- **Fragment strony**
● ● ●

Zaszczepię się tak szybko, jak będzie to możliwe, ponieważ chcę poobserwować łakome reakcje, które znów dopadną naród pod koniec 2021 roku.. i tak wkoło Macieju. Jak już niejednokrotnie wspominałam, święta mamy wtedy, kiedy my tego chcemy, wtedy kiedy to do nas trafi myśl, że warto się zatrzymać w tym całym chaosie w jakim znalazł się świat. Święta to czas dla nas, czas, w którym to my chcemy uczestniczyć, w którym pragniemy przebywać z bliskimi, postarać się o miłe gesty czy drobne, ale od serca upominki.
Narzucanie nam świąt powinno być karalne tak samo jak bunt i przeciwstawianie się szczepieniom, ale to już na inny, dogodny czas. Dziś każdy chce być najpiękniejszy, najmądrzejszy, niezwykły czy okazały, ale wyszło jak zwykle- kiczowato, smętnie i po cygańsku. { a można było samemu zdecydować, ale jak to, przecież trzeba kupować, trzeba się czasem zapożyczyć, by pokazać bliskim więcej niż normalnie}
P.S. Ktoś pomyśli- coś sprawiło tej kobiecie ból, że nie lubi świąt i całej ich magii. Wystarczy sobie zadać pytanie; czy wszyscy jesteśmy szczęśliwi, czy potrzebujemy świąt do naszego zwycięstwa, dla beztroskiego życia.

● ● ●

[Surowe wpisy]

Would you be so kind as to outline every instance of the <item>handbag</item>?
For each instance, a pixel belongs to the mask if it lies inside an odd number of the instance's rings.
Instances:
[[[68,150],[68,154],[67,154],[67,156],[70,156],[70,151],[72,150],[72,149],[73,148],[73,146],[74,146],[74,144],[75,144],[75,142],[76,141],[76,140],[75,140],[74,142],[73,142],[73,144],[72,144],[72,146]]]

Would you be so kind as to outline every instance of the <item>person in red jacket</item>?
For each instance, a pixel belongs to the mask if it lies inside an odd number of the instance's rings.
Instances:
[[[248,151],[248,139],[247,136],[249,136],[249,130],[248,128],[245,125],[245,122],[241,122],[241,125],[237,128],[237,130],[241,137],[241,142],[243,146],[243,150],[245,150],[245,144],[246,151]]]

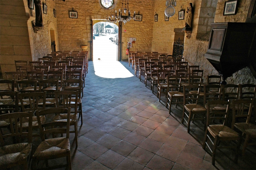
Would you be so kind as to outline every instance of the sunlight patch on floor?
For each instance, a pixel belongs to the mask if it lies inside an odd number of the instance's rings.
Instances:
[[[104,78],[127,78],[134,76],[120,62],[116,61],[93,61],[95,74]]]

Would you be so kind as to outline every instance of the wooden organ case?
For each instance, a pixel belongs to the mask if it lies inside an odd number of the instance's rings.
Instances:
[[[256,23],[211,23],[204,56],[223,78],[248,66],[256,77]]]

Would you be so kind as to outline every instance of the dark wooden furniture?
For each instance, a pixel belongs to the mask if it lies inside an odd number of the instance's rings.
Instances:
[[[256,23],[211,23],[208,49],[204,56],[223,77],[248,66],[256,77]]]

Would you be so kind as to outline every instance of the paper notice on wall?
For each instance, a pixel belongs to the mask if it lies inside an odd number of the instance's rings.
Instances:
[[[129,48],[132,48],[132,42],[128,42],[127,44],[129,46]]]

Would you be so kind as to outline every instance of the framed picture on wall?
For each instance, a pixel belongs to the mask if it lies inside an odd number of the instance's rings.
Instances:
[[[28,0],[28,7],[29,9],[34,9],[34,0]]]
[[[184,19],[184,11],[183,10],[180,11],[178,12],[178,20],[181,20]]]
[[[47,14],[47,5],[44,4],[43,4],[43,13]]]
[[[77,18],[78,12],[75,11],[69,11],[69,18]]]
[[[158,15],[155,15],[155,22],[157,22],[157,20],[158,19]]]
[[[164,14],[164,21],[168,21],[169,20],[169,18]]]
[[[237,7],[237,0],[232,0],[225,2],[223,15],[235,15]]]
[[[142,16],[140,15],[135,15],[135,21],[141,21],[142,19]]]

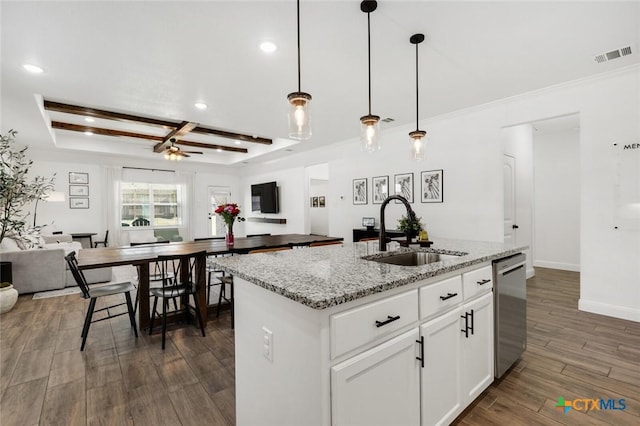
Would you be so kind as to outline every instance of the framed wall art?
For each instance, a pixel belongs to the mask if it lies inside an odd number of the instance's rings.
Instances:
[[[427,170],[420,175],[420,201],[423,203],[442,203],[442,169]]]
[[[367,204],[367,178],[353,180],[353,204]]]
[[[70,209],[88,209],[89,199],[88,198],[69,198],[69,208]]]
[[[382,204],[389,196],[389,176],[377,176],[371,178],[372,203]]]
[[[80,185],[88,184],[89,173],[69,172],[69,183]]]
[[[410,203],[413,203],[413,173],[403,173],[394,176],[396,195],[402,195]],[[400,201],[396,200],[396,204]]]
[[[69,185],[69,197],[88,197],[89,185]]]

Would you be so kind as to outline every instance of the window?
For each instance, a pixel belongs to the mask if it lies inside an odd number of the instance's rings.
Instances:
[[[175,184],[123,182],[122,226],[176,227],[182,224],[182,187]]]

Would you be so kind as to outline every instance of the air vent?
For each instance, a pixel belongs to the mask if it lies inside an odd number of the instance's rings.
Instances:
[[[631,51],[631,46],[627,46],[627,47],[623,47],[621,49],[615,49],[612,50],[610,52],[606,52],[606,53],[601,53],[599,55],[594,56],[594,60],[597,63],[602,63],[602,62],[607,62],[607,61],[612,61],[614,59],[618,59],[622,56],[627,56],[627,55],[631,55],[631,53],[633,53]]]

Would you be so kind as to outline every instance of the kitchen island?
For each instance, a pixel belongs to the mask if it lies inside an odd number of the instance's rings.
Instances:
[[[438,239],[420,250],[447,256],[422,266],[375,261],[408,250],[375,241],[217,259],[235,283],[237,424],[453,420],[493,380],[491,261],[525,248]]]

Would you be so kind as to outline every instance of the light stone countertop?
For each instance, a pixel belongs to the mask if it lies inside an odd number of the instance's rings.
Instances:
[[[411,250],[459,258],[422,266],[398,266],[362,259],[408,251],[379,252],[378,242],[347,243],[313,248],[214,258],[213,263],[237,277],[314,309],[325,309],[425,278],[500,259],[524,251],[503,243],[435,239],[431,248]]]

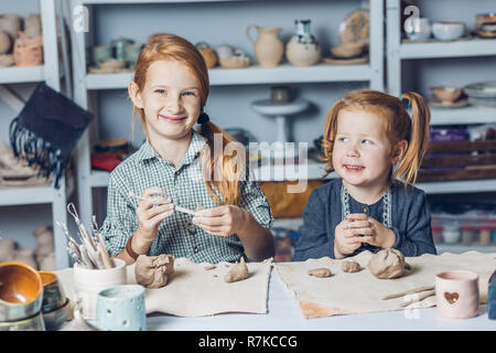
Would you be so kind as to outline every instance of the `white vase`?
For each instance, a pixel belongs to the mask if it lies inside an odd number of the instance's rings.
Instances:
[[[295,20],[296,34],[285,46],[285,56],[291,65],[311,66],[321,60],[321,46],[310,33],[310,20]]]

● ● ●

- **Twoje zadanie**
Odpowiedz na pytania do tekstu o świętach powyżej:
1. Kiedy osoba pisząca zamierza się zaszczepić?
2. Z kim, według tekstu, pragniemy przebywać w święta?
3. Jakie pytanie, według dopisku P.S., wystarczy sobie zadać?

- **Odpowiedź na zadanie**
1. Tak szybko, jak będzie to możliwe.
2. Z bliskimi.
3. Czy wszyscy jesteśmy szczęśliwi, czy potrzebujemy świąt do naszego zwycięstwa, dla beztroskiego życia.